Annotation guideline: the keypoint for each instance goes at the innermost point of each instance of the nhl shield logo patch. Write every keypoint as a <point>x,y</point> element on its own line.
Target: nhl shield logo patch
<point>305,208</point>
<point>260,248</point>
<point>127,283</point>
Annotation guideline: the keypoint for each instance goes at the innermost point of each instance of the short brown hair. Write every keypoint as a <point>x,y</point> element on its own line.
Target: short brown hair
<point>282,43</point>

=======

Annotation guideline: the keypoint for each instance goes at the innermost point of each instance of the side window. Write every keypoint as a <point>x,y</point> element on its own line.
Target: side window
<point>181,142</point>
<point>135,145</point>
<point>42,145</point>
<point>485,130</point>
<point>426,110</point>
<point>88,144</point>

=======

Your task: Examine the listing and count its lines containing the word "guideline". State the count alone.

Problem solution: 3